Garantie de bonne fin, le mot est lancé, mais qui l'a lancé' et pourquoi ? Le document d'orientation de la réforme du Code des marchés publics d'avril 1999 n'en définit réellement ni l'objet ni la forme. (...) Or, qui dit garantie, dit risque. De quel risque s'agit-il ?
Si tout le monde s'entend sur le concept de risque de non exécution du marché, nul n'est capable, de manière scientifique, d'en apprécier la fréquence et l'importance. La réalité' c'est qu'aucun besoin n'avait été exprimé' par les maîtres d'ouvrage publics, avant qu'ils ne soient atteints par le chant des sirènes ou l'attrait de la nouveauté..., et que la survenance de ce risque reste un épiphénomène.
Aujourd'hui, chaque maître d'ouvrage public assume individuellement cette part de risque. Pourquoi, demain, le faire assumer par l'entreprise, ou plutôt par la collectivité des entreprises qui voudront accéder à la commande publique ? Car, c'est bien, de manière disproportionnée, de mutualisation dont il est question. Comment comprendre que pour un objectif de protection juridique, à la réalité impalpable, il puisse être question d'impliquer lourdement les acteurs économiques de toute une profession ?

==========

* _Exercices_
1. Pour chacune des affirmations suivantes, dites si elle concorde avec le texte sur la garantie de bonne fin, et justifiez par les mots décisifs du texte cités tels quels.
(a) Le document d'orientation d'avril 1999 définit précisément l'objet de la garantie.
(b) Aujourd'hui, chaque maître d'ouvrage public assume seul ce risque.
(c) On sait mesurer scientifiquement la fréquence du risque de non-exécution du marché.
2. Recopiez tout le passage du texte sur la garantie de bonne fin allant de « Garantie de bonne » jusqu'à « risque s'agit-il ? ».
3. D'après le texte sur la garantie de bonne fin, quel document ne définit ni l'objet ni la forme de cette garantie ?

==========

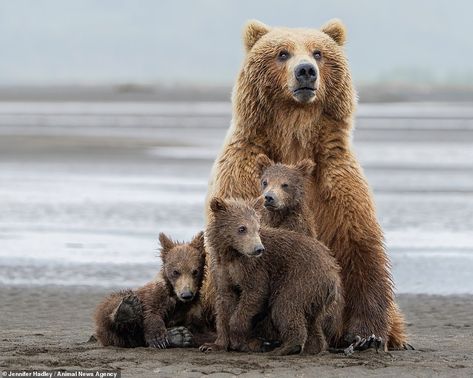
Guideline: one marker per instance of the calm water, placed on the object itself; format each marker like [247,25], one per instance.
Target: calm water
[86,187]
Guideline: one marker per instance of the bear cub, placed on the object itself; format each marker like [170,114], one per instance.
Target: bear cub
[144,317]
[283,188]
[289,277]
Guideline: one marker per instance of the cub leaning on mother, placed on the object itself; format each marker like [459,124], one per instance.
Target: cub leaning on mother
[294,99]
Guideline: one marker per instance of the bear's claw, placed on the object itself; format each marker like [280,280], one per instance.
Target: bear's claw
[210,347]
[160,343]
[363,343]
[129,310]
[179,337]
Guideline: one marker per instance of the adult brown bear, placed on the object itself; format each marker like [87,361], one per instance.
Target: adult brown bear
[294,99]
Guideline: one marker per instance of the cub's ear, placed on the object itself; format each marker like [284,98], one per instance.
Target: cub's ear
[258,203]
[166,244]
[217,205]
[253,31]
[198,242]
[263,162]
[306,167]
[336,30]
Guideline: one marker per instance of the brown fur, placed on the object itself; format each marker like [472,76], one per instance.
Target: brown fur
[274,283]
[268,118]
[142,317]
[286,186]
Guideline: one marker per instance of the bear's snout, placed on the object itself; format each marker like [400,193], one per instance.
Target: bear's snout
[269,199]
[186,295]
[306,75]
[258,251]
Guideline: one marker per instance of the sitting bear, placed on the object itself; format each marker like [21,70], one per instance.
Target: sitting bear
[143,317]
[284,192]
[290,277]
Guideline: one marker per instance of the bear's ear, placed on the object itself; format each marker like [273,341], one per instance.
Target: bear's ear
[198,242]
[263,162]
[217,205]
[253,31]
[166,244]
[306,167]
[336,30]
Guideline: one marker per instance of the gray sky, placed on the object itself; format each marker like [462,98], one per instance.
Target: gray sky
[199,41]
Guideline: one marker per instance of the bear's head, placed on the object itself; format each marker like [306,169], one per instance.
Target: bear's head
[283,185]
[183,265]
[307,67]
[235,225]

==========

* _Réponses finales_
1.
(a) Non : « n'en définit réellement ni l'objet ni la forme ».
(b) Oui : « chaque maître d'ouvrage public assume individuellement cette part de risque ».
(c) Non : « nul n'est capable, de manière scientifique, d'en apprécier la fréquence et l'importance ».

2.
Garantie de bonne fin, le mot est lancé, mais qui l'a lancé' et pourquoi ? Le document d'orientation de la réforme du Code des marchés publics d'avril 1999 n'en définit réellement ni l'objet ni la forme. (...) Or, qui dit garantie, dit risque. De quel risque s'agit-il ?

3. Le document d'orientation de la réforme du Code des marchés publics d'avril 1999.